(Excerpts from a pointing dataset)
○ ○ ○ ○
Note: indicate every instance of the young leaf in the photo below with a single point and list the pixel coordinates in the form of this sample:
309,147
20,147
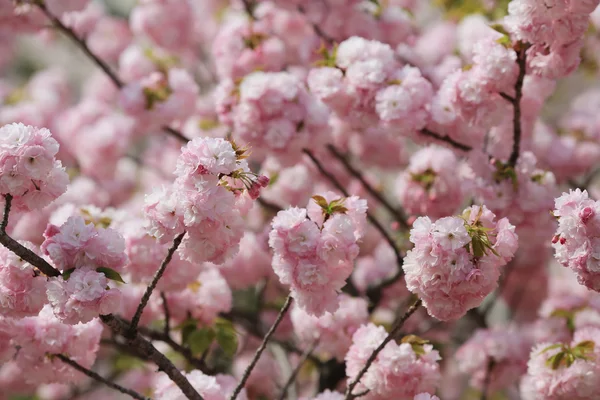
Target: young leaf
110,274
227,338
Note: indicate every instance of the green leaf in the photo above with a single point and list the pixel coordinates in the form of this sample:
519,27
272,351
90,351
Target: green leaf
110,274
67,274
321,201
200,340
227,338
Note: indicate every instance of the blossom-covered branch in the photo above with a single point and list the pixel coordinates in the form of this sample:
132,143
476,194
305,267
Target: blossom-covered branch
261,348
152,286
99,378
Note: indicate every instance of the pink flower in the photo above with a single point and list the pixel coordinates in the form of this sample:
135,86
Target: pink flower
398,372
332,331
456,261
28,168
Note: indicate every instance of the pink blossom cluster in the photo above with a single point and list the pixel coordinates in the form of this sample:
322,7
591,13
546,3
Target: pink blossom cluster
29,171
273,113
400,371
218,387
577,239
456,261
89,256
507,349
431,185
365,86
314,248
332,332
555,32
207,201
22,290
561,371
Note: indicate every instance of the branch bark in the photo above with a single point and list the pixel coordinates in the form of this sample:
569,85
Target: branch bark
146,349
138,313
99,378
20,250
373,356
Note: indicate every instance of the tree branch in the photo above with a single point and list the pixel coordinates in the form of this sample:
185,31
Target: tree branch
138,313
20,250
148,350
445,138
522,62
488,379
99,378
167,329
398,214
296,370
373,356
263,345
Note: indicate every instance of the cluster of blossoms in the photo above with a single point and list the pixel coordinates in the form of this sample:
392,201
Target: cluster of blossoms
274,113
314,249
29,171
172,250
207,200
400,371
577,239
555,32
88,256
456,261
506,349
431,185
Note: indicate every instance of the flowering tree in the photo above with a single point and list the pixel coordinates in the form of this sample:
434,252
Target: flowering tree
300,199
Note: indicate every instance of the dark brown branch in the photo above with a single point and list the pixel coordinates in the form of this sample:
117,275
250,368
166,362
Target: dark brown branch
263,345
398,214
446,139
167,328
146,297
99,378
184,351
522,62
146,349
375,353
375,293
296,370
488,379
20,250
81,44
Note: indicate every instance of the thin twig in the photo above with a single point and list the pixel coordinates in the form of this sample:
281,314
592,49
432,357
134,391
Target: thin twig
398,214
112,75
249,7
296,370
379,348
488,379
148,350
81,44
374,294
20,250
522,62
197,363
263,345
99,378
167,328
445,138
146,297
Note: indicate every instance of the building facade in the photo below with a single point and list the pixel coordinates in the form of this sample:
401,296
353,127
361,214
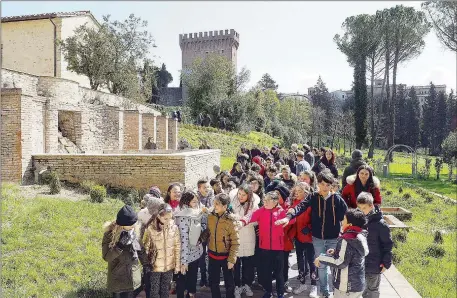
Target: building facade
29,43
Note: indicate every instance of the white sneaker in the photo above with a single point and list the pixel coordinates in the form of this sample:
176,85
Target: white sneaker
313,292
301,288
287,288
238,291
248,291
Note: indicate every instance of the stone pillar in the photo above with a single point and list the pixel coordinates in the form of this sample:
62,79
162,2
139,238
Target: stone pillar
140,131
173,134
52,129
121,129
162,132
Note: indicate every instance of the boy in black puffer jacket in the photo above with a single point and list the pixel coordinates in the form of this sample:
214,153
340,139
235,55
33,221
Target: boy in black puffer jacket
379,243
348,258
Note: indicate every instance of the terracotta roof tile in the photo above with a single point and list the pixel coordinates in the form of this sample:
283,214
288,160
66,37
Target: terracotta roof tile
45,16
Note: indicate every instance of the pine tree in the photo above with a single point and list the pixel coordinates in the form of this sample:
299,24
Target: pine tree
429,114
412,119
400,116
441,121
451,115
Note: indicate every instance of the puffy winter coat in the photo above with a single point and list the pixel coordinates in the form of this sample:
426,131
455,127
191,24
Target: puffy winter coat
124,270
246,233
271,236
223,241
379,243
349,192
258,160
352,169
166,245
348,260
301,229
186,219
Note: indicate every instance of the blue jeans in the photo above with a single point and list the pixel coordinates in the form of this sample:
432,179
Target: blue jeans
320,247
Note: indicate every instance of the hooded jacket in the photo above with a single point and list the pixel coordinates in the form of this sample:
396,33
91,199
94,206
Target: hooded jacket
223,241
124,270
379,243
186,219
348,260
352,168
326,214
349,191
271,236
301,229
165,245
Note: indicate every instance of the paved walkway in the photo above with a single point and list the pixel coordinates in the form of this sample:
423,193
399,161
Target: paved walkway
393,285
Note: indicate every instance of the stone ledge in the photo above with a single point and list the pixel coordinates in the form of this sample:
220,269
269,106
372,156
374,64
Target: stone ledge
403,288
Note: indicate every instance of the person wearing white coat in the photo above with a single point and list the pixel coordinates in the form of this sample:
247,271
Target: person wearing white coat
244,203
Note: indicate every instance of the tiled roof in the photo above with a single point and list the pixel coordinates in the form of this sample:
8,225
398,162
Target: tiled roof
45,16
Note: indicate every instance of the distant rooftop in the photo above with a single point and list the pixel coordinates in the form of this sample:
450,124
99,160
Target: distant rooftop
50,15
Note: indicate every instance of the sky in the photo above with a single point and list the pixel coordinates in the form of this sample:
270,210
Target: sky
292,41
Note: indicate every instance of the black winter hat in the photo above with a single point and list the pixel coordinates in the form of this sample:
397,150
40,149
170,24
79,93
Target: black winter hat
126,216
356,154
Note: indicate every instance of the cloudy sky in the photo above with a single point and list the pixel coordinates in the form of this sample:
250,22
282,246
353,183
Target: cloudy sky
293,41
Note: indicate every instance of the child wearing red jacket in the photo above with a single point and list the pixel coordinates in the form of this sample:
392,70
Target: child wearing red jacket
271,243
301,232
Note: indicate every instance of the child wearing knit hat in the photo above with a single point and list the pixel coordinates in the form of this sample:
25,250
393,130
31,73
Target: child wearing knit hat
123,252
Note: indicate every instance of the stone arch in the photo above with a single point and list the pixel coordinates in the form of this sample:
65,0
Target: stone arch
410,149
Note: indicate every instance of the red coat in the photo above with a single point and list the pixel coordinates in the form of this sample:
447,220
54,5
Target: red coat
271,236
295,231
258,160
349,196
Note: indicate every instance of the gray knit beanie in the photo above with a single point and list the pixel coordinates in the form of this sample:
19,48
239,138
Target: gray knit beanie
356,154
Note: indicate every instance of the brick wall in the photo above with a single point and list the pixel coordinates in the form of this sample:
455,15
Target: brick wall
11,145
132,170
131,126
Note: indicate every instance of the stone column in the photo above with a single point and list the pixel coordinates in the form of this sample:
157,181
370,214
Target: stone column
121,129
140,131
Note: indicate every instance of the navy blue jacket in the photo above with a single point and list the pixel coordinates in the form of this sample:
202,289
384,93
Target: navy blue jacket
332,209
348,260
379,242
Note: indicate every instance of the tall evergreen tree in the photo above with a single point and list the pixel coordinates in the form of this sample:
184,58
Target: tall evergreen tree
401,129
429,120
412,119
441,121
451,112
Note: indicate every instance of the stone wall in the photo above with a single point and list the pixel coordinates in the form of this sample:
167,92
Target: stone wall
95,120
11,145
132,170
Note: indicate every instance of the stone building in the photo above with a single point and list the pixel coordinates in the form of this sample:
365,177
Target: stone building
199,45
29,43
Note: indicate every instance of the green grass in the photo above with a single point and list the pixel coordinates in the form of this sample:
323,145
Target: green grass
430,276
52,247
228,142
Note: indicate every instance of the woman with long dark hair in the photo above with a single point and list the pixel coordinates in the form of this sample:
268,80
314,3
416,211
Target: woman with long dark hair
363,180
326,161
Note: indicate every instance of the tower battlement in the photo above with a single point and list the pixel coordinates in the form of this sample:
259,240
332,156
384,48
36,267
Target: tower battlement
208,36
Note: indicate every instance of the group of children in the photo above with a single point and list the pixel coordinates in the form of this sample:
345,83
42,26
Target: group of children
244,232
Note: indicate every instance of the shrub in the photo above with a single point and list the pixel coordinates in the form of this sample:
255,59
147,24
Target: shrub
435,251
86,185
54,183
97,193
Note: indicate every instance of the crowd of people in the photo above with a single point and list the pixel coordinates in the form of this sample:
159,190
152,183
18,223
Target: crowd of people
245,223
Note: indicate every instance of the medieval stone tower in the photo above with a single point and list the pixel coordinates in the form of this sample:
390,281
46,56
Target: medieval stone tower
195,45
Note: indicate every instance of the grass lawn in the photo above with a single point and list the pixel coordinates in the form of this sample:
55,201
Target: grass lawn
52,247
417,258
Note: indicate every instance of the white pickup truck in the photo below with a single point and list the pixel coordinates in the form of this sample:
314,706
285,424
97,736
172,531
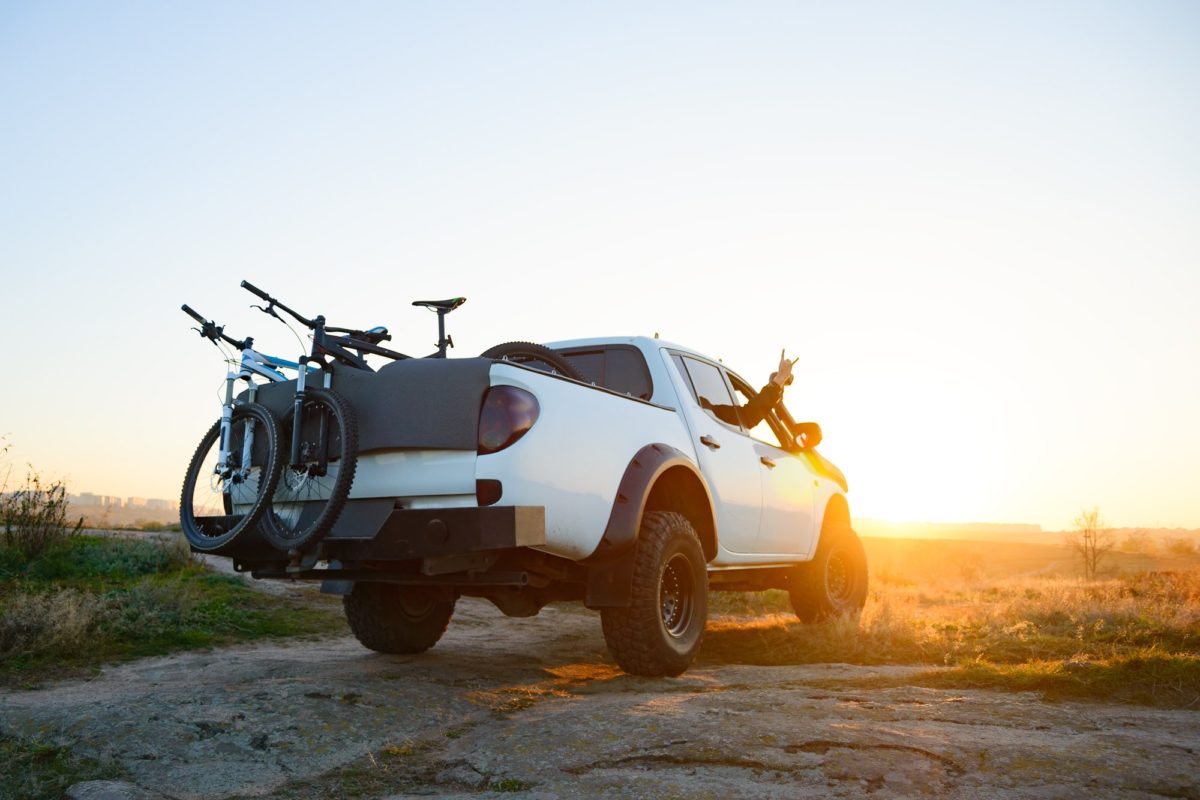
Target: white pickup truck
502,479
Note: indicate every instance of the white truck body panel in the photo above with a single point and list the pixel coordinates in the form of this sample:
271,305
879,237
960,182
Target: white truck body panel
574,457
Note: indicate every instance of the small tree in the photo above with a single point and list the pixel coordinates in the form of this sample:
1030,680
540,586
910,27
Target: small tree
1092,541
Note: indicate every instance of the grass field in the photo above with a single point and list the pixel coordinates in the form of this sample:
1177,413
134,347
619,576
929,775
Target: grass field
90,600
1002,615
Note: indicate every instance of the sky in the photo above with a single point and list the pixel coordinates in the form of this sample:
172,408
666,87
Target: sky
977,224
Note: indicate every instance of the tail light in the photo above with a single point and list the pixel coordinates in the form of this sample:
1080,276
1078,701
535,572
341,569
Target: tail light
507,415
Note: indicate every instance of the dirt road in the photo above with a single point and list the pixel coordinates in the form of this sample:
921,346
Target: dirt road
534,708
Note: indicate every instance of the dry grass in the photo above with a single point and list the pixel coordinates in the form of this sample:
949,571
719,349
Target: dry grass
1133,637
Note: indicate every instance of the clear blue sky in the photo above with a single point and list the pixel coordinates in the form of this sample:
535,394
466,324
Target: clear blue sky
978,224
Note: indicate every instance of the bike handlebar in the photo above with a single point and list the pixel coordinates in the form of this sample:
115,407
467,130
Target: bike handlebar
213,331
190,312
255,290
271,302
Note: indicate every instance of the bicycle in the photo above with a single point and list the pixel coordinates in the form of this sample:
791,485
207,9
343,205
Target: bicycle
317,477
322,431
235,468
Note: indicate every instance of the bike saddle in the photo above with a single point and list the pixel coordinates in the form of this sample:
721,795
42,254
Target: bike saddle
444,306
376,335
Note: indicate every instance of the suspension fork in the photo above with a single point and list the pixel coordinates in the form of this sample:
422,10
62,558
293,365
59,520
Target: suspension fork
247,441
298,414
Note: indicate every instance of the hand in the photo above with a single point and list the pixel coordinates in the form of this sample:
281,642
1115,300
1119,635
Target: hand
784,374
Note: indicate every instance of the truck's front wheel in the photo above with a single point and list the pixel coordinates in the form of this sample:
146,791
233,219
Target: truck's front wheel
660,631
834,582
388,618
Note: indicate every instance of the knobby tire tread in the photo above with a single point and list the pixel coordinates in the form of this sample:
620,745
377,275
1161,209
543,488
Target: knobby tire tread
378,621
635,633
807,582
347,422
535,352
270,432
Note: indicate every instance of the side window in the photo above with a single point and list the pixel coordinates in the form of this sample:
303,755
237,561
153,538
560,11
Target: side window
765,431
712,392
621,368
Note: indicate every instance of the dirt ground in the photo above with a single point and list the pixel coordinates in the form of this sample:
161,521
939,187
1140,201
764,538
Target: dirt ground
534,708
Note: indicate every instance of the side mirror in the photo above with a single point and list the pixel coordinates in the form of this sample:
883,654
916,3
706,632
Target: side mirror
808,434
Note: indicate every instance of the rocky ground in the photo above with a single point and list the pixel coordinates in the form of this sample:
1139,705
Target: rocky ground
534,708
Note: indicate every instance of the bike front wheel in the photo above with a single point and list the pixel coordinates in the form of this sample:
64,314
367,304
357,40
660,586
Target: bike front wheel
226,494
317,474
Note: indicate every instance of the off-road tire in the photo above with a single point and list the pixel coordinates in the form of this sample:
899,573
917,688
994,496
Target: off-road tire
523,352
834,582
389,618
203,524
660,632
319,501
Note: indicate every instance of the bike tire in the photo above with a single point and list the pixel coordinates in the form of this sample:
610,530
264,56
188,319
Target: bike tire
527,352
237,497
306,504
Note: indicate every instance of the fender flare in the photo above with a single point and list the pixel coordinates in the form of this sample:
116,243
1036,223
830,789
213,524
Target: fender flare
625,519
610,570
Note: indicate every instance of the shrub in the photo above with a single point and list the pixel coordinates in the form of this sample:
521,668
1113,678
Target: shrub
35,516
52,623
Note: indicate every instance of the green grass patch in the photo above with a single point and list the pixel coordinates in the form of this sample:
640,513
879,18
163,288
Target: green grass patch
36,770
93,600
1132,639
1150,679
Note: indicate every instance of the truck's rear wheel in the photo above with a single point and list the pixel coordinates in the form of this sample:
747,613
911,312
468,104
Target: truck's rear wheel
834,582
388,618
660,631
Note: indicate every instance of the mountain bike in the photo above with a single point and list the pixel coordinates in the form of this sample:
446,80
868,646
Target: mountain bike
235,468
322,429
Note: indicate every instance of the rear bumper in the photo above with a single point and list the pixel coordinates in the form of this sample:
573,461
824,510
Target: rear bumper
409,534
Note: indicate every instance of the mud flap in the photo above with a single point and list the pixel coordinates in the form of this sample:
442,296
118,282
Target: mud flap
611,585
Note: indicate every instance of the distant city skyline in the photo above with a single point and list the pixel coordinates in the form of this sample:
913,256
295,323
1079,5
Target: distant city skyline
977,224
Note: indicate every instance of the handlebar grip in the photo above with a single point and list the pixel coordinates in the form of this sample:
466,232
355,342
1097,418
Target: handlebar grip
190,312
255,290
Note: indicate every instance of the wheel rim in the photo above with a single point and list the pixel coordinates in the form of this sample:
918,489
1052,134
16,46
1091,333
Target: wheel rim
839,578
677,595
222,494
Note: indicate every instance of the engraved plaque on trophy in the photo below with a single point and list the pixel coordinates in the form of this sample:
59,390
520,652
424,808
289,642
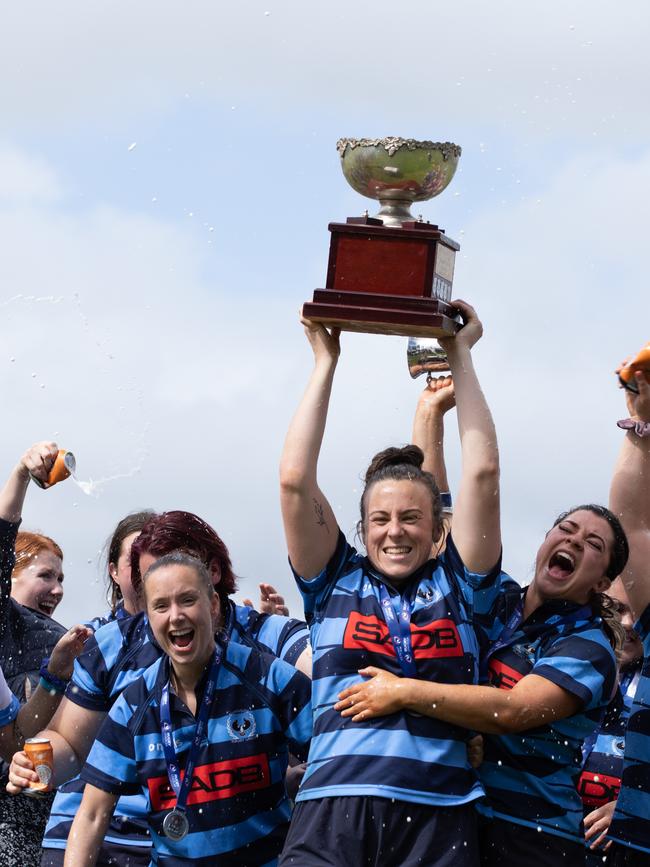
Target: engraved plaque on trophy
391,273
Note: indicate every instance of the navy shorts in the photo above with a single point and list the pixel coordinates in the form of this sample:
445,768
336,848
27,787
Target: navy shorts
110,855
506,843
379,832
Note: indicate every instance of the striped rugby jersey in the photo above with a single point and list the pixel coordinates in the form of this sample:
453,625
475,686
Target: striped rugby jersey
237,807
530,778
403,756
631,823
602,753
113,658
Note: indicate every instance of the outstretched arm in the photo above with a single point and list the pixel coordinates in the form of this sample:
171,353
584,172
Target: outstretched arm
309,523
629,497
477,524
533,701
429,427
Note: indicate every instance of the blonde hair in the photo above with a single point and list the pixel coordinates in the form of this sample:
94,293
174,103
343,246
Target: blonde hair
29,546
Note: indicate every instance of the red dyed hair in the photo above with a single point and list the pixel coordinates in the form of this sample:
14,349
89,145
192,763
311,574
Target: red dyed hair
30,545
184,531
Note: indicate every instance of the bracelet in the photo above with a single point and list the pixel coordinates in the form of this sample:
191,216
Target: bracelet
50,681
640,428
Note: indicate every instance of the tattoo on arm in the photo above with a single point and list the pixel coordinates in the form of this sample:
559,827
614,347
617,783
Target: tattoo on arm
320,514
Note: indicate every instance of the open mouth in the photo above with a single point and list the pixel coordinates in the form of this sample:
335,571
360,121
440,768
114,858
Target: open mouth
181,638
397,550
561,565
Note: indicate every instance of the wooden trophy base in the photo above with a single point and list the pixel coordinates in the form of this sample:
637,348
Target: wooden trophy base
382,314
388,280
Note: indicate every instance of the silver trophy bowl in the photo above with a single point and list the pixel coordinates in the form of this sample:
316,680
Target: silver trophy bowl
425,355
397,172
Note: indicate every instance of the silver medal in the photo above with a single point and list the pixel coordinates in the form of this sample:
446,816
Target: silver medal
175,825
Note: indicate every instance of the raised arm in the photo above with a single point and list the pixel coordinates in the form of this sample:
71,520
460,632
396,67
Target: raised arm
629,496
477,525
429,427
309,523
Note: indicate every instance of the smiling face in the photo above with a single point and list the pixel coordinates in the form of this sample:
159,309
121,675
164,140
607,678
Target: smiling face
633,646
120,572
182,615
398,530
573,560
39,585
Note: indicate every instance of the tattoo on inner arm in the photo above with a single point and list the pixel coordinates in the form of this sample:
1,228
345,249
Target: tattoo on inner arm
320,514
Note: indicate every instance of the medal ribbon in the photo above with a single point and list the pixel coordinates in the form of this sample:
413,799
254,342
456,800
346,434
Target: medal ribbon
397,614
182,789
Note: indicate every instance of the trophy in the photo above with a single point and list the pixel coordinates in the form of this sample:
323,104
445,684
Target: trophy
391,273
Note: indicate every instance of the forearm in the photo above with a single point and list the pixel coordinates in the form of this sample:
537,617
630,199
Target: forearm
298,465
89,828
429,434
629,496
12,495
477,526
36,713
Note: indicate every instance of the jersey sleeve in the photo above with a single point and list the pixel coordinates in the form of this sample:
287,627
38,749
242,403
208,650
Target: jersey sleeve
89,686
111,764
582,663
9,704
314,591
8,531
292,704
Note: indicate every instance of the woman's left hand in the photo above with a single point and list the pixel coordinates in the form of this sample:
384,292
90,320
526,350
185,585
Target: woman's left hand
381,695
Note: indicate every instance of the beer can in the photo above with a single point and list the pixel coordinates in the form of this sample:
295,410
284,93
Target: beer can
641,361
63,466
41,755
○ ○ ○ ○
— Exercise goal —
Retype the records word for word, starting at the line with "Note: indicate every instance of the forearm" and continuing through the last line of the records.

— Full response —
Note: indicate every instance of the forearm in the photo above with a single point and list the pixel coordinates in the form of this sample:
537,617
630,199
Target: forearm
298,465
89,828
429,434
629,496
12,495
477,526
36,713
Note: indicate every instance of the jersey sleeve in the photo above with a single point and list the pixel coordinates in the form of this sample:
287,627
38,749
242,403
208,650
Target: jersey sleeve
89,686
111,764
582,663
9,704
314,591
8,531
292,704
Note: indicate every instance of the woman's left hand in the photo above with a single point and list the pixel coordinates in the form of this sample:
384,292
90,320
526,350
185,585
Target: woman's left hand
381,695
Note: indicate every instance of the beer can in the photo above with a single point and list the pixel coordinates in the form of this sample:
295,410
284,93
Target: beer can
641,361
63,466
41,755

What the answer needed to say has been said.